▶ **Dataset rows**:
☆ ☆ ☆
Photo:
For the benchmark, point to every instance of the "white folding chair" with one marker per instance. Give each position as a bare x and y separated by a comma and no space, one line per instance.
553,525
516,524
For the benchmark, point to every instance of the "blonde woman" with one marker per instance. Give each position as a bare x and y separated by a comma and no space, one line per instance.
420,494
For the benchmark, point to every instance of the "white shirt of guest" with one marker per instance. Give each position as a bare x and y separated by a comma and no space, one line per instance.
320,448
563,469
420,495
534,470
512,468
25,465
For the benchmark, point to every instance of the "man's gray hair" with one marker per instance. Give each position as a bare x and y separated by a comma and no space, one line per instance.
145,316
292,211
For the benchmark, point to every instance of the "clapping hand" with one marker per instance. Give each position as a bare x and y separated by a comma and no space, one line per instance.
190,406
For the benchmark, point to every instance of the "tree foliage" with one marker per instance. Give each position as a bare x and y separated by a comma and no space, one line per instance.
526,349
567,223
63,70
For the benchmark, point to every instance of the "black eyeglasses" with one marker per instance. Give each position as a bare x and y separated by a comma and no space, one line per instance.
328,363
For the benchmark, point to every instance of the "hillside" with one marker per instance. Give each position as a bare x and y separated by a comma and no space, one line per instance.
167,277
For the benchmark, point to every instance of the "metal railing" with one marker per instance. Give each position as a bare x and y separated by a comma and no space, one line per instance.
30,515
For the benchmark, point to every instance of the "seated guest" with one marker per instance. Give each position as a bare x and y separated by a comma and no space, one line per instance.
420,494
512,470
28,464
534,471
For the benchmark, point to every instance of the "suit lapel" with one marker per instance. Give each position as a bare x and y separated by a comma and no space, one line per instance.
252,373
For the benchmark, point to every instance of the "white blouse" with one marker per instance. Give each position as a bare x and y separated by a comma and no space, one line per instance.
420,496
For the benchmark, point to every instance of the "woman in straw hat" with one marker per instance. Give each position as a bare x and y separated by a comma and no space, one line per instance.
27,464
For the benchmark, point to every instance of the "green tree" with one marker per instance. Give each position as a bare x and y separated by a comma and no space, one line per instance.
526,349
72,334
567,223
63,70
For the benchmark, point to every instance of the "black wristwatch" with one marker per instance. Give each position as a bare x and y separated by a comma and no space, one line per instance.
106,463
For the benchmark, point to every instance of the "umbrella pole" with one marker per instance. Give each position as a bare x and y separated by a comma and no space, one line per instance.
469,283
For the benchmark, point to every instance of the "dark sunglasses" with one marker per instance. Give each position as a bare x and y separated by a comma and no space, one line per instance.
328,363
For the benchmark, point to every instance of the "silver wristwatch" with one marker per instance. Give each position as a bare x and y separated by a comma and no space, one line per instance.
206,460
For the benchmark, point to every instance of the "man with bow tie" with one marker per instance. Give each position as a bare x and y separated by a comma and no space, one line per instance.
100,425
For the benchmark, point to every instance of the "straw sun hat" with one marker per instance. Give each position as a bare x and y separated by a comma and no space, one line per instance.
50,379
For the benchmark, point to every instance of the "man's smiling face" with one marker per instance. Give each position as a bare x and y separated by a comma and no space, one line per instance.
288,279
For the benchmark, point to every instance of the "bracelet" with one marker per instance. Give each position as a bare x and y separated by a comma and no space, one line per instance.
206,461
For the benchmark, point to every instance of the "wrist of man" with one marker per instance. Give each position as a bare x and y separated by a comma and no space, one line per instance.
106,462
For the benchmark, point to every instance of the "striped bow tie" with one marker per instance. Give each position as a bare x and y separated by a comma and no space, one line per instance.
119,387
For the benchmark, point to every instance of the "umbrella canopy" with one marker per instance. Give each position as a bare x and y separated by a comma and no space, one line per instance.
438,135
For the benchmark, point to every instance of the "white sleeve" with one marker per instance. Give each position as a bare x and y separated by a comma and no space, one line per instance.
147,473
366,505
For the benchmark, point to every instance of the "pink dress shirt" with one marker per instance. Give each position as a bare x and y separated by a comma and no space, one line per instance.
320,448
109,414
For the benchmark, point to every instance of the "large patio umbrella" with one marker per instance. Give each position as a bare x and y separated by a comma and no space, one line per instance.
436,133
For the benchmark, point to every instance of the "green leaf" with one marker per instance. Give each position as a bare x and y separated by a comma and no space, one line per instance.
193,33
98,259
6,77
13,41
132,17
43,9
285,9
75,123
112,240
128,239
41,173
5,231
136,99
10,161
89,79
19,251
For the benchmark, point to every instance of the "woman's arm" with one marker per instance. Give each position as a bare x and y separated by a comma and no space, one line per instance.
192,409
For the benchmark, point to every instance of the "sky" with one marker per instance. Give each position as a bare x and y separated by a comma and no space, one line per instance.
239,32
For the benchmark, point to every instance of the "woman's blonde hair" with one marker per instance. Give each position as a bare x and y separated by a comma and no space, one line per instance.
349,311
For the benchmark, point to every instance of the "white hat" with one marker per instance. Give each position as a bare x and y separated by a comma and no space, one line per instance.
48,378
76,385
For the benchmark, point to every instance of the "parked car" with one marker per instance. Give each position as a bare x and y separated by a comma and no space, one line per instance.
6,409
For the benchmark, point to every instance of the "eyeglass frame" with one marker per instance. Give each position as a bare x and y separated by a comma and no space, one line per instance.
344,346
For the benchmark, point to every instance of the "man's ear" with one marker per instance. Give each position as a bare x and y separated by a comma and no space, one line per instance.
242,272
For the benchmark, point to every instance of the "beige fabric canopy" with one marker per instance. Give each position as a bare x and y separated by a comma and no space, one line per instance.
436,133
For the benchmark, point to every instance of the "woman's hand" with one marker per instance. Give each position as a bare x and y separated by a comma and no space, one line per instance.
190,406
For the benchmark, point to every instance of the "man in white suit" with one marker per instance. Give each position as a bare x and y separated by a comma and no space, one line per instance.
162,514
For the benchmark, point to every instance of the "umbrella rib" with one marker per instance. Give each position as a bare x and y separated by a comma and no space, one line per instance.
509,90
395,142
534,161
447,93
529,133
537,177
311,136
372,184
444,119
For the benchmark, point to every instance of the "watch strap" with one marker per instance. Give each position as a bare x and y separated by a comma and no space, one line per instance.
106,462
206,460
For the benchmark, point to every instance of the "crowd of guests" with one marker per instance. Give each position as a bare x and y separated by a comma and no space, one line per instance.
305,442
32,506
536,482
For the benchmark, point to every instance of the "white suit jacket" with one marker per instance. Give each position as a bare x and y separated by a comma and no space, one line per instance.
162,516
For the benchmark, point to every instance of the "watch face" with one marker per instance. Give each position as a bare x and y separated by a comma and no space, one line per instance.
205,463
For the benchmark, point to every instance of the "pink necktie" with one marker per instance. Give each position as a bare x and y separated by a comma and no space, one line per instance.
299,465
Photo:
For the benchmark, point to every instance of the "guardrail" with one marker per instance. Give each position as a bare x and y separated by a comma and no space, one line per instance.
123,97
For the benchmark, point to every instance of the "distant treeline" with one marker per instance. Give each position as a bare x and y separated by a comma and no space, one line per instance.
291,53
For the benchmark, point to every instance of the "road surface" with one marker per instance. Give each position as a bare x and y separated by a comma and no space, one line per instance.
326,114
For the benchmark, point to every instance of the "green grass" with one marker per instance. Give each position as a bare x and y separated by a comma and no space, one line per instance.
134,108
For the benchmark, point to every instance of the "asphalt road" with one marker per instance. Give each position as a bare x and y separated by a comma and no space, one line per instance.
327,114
☆ ☆ ☆
▶ **What is required**: Locate every line of the data above that contains the word "pink", and copy each of those lines. Case counts.

▶ **Task answer**:
For the benchmark, point to every instance of the "pink dress shirt" with one marker per instance. Give each position as a bare x and y separated by a comma and no space, one line per instance.
For the benchmark, point to every instance of the "pink necktie" with one marker per instance. Give each position as a bare x and y separated by a comma and no space, one line per instance.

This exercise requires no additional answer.